Exercise prompt: Format the lines starting at the first line of the entries and ending at the line that contains "(1429, 738)" as a JSON list of strings, one string per line, leaving out blank lines.

Items:
###
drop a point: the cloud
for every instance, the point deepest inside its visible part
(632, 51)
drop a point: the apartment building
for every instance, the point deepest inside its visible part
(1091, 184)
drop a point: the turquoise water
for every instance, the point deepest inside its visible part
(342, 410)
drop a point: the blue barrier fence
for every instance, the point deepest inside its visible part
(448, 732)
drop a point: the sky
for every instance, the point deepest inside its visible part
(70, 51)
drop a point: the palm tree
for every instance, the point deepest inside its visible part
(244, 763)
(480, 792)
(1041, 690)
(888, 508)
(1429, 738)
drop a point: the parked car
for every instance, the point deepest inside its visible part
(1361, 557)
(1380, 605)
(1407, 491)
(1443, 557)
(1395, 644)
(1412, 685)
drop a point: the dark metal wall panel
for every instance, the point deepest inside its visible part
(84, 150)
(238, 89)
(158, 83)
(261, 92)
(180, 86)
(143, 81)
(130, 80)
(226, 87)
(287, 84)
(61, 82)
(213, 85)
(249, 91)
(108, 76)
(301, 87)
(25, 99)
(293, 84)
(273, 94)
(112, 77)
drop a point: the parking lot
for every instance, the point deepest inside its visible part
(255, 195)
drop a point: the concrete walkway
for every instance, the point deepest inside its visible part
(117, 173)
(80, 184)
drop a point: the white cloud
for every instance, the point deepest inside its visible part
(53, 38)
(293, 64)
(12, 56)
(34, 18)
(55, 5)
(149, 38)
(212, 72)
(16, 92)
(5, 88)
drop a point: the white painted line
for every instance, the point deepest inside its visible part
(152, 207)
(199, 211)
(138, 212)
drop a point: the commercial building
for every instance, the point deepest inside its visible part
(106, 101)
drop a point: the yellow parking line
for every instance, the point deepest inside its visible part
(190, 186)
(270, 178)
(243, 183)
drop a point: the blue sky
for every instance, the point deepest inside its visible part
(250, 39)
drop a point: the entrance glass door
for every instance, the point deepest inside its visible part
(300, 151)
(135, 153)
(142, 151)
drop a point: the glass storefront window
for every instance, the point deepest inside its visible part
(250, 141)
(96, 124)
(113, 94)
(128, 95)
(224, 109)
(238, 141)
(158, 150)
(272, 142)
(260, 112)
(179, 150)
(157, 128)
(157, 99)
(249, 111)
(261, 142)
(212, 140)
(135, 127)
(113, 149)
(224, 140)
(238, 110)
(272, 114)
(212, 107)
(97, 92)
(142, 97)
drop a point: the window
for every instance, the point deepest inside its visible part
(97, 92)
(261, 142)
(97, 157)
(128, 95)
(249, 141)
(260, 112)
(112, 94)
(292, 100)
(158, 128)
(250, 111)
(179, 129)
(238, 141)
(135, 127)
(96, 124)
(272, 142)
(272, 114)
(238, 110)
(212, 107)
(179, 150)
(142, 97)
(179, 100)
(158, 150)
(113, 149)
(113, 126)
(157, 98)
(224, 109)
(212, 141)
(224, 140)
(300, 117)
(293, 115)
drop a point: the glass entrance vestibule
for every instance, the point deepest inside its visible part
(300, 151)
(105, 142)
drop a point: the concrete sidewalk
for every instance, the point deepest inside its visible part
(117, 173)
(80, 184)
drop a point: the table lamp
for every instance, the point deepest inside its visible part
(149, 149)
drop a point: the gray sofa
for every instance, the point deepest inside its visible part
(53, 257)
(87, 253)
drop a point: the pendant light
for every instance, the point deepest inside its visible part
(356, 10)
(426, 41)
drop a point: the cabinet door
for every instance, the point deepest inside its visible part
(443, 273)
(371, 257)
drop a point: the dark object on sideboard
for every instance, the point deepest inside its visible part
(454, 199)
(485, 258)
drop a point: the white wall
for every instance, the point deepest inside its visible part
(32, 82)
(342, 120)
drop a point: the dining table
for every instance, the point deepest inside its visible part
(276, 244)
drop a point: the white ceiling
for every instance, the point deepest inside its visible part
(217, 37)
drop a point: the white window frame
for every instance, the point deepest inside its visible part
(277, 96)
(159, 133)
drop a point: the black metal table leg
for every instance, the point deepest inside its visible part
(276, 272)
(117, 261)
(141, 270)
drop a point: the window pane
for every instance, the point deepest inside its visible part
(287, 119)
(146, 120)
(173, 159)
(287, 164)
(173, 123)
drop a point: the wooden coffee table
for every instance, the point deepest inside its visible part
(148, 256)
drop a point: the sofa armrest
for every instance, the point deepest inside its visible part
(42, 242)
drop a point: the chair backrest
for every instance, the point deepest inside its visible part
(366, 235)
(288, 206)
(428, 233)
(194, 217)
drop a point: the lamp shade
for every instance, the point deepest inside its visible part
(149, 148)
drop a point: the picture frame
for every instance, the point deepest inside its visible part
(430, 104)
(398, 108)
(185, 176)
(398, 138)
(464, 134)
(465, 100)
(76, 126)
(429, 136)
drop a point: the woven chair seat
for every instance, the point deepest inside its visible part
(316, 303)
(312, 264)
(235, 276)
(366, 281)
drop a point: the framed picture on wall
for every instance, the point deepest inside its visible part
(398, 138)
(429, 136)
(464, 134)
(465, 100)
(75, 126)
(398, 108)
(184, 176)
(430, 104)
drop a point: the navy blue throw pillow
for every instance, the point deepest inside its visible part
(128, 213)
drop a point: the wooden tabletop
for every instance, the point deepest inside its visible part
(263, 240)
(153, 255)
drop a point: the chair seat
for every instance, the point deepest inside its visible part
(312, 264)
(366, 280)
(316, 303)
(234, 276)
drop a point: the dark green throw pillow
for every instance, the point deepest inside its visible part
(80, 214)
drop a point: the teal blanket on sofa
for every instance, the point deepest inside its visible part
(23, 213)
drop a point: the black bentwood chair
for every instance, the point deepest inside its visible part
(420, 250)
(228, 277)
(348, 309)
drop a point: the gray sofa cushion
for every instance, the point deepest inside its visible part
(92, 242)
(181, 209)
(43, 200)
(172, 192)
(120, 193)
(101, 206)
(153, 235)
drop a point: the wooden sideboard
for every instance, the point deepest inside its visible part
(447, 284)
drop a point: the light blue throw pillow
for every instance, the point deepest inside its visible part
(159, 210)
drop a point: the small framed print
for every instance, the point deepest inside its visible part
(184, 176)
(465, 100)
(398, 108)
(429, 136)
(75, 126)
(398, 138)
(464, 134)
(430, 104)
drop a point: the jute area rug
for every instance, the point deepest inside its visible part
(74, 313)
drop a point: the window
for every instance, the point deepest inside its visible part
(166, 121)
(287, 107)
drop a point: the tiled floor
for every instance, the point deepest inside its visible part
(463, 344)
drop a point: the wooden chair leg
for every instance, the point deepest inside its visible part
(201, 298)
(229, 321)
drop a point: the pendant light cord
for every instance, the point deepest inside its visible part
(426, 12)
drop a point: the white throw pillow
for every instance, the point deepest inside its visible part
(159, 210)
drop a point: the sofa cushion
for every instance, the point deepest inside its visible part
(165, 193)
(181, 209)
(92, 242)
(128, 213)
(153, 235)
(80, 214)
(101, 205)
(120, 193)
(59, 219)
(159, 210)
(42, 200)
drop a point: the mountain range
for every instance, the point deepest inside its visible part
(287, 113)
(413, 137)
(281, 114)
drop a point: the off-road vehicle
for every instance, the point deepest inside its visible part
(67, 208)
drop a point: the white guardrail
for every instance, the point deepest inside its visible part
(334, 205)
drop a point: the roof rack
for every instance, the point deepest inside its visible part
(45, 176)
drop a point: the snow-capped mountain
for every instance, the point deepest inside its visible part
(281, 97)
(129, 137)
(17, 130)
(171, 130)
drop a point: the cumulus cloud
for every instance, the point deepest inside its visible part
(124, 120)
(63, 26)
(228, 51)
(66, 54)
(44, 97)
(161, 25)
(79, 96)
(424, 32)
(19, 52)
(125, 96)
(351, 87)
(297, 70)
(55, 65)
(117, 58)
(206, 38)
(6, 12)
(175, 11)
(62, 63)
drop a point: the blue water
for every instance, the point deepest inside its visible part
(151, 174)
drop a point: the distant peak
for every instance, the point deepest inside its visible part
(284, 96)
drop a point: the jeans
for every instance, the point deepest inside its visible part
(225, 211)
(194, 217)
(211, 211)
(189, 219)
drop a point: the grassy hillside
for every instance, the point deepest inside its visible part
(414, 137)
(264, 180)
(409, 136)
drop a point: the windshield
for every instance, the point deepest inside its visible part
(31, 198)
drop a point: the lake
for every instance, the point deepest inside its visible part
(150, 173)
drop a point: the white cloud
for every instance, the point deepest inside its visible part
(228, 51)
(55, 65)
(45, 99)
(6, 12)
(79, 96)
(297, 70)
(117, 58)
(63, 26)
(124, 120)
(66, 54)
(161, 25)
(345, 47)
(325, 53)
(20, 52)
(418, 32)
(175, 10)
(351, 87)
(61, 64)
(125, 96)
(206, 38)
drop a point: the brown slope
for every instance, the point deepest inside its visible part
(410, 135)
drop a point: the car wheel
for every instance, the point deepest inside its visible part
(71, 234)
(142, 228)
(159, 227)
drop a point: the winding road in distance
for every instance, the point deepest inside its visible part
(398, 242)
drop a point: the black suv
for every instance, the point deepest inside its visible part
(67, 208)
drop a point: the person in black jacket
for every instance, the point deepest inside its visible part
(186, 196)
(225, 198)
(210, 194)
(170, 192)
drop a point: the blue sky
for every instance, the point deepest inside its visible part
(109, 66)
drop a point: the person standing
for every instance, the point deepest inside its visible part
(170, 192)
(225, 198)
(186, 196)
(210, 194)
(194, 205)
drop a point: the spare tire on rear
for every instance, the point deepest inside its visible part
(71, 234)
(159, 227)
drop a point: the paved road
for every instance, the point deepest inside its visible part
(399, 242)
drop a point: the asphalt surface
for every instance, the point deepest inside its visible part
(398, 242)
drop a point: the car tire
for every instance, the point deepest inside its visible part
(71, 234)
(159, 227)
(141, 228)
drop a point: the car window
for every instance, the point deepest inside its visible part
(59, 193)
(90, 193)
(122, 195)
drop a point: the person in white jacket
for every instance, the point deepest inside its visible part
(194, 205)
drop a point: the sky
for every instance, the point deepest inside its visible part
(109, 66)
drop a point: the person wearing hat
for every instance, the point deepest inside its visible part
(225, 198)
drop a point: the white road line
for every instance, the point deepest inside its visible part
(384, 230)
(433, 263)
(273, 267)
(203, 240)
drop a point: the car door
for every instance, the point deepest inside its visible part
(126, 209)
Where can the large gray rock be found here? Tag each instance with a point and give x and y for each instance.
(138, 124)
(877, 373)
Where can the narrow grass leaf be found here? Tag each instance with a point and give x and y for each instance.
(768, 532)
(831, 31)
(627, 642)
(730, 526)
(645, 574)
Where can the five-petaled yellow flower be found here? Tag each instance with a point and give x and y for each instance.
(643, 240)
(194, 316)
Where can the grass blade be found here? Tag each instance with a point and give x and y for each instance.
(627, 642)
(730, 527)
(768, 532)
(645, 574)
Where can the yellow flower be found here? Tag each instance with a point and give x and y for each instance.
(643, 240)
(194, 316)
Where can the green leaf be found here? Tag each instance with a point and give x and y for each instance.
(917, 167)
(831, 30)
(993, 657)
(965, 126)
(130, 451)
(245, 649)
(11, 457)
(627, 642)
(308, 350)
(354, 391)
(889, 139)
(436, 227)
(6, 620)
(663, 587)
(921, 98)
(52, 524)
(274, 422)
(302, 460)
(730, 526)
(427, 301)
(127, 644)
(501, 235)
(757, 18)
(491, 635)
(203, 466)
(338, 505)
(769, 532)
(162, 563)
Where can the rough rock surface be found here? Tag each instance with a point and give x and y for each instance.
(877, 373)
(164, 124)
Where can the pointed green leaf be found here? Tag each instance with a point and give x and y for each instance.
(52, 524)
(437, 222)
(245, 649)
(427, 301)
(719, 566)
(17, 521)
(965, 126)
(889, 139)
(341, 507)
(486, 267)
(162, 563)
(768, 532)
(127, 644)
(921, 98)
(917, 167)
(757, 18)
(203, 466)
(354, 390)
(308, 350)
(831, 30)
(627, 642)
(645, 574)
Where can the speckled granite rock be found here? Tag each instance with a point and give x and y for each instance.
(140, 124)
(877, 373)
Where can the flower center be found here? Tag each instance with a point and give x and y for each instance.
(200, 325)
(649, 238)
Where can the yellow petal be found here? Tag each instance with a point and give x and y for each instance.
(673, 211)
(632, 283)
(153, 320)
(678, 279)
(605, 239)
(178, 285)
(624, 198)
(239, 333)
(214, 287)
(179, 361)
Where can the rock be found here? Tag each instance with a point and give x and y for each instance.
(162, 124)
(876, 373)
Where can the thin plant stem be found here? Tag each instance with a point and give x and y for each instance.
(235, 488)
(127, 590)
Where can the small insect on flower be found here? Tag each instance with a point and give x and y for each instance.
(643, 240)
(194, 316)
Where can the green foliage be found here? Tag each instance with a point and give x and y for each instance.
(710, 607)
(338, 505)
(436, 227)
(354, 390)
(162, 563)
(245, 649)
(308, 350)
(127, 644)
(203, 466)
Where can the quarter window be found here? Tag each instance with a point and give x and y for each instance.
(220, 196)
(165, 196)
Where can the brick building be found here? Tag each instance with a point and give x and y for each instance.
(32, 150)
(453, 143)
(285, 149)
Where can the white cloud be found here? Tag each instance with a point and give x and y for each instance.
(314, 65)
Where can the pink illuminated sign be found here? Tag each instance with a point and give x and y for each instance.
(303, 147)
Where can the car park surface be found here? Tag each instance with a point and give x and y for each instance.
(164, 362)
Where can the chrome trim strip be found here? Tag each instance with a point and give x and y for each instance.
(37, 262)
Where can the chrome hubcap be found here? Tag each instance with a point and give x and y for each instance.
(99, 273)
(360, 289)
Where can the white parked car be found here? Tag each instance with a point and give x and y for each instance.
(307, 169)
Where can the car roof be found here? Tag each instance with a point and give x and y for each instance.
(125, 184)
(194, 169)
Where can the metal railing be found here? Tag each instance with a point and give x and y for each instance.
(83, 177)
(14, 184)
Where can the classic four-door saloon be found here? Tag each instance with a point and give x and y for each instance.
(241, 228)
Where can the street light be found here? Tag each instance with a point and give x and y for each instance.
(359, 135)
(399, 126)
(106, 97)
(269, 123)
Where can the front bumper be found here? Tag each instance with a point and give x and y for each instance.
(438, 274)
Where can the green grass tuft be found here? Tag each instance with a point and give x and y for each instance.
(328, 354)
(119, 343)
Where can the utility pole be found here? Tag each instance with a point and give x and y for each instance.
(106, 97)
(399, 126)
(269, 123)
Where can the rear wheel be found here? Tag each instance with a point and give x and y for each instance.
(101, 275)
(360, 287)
###
Complete output:
[
  "drop a point: the cloud",
  "for every instance, the point deepest inside its visible part",
  "(632, 51)",
  "drop a point: the apartment building",
  "for every instance, the point deepest inside its visible part",
  "(1091, 184)",
  "drop a point: the turquoise water",
  "for every instance, the point deepest inside its visible part",
  "(342, 410)",
  "drop a point: the blue barrier fence",
  "for every instance, the point deepest inside its visible part",
  "(448, 732)",
  "drop a point: the sky",
  "for every instance, the point deepest inside its visible part",
  "(70, 51)",
  "drop a point: the palm tree",
  "for every instance, the point deepest inside its visible part",
  "(244, 763)",
  "(480, 792)",
  "(1041, 690)",
  "(888, 508)",
  "(1429, 738)"
]